Marche à suivre: Recopiez mot pour mot le passage du texte sur l'église de Breil qui commence aux mots « La reconstruction de l’église » et s'arrête après « l’édifice trop endommagé. ».

Texte à lire:
--- --- ---

13 août 2022, 17 heures, Ca de Breil : A la recherche de Giovenale Boetto, probable architecte de l’église Santa Maria in Albis de Breil.
Reconstruite sur un projet établi vers 1670, l’église Santa-Maria in Albis est l’œuvre d’un architecte talentueux, maîtrisant avec clarté et classicisme, la géométrie dans l’espace. Mais la perte d’archives communales ne permet pas d’identifier formellement son auteur. Le style très atypique de l’édifice permet de cerner deux-trois architectes possibles, mais finalement un seul vraisemblable : Giovenale Boetto, de Fossano, ingénieur, topographe, architecte et artiste polyvalent au service du duc de Savoie, en charge de la province de Cuneo.
La reconstruction de l’église paroissiale du village de Breil a été décidée en 1662 sur le site de l’église médiévale très endommagée, en même temps que la reconstruction de la chapelle des Pénitents noirs, mitoyenne au sud, mais des difficultés techniques ont incité à ne pas reprendre le plan de l’édifice trop endommagé.

--- --- ---

Données d'entrée:
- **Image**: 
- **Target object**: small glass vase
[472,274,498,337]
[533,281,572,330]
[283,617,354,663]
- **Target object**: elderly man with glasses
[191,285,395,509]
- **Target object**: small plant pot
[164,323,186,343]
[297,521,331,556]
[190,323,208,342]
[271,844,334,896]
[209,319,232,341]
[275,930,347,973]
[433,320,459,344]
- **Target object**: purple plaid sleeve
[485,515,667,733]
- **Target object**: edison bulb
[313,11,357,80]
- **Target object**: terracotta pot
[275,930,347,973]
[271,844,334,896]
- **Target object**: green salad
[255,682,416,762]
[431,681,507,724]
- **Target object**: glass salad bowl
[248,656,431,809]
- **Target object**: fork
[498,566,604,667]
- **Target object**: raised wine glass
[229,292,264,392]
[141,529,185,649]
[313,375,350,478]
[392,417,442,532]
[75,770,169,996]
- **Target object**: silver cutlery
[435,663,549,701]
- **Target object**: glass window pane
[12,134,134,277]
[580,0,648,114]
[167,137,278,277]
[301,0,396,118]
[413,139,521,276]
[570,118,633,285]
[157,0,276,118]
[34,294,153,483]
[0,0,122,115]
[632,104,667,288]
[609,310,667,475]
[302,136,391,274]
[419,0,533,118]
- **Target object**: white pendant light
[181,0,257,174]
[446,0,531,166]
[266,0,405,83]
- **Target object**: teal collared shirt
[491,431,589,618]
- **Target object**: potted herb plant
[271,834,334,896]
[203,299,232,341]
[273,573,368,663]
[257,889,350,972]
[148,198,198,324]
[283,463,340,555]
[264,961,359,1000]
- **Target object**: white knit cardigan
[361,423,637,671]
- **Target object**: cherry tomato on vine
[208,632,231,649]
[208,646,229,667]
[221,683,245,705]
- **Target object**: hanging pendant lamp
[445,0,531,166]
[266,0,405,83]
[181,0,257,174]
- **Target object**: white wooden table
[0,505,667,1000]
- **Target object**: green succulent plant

--- --- ---

Corrigé:
La reconstruction de l’église paroissiale du village de Breil a été décidée en 1662 sur le site de l’église médiévale très endommagée, en même temps que la reconstruction de la chapelle des Pénitents noirs, mitoyenne au sud, mais des difficultés techniques ont incité à ne pas reprendre le plan de l’édifice trop endommagé.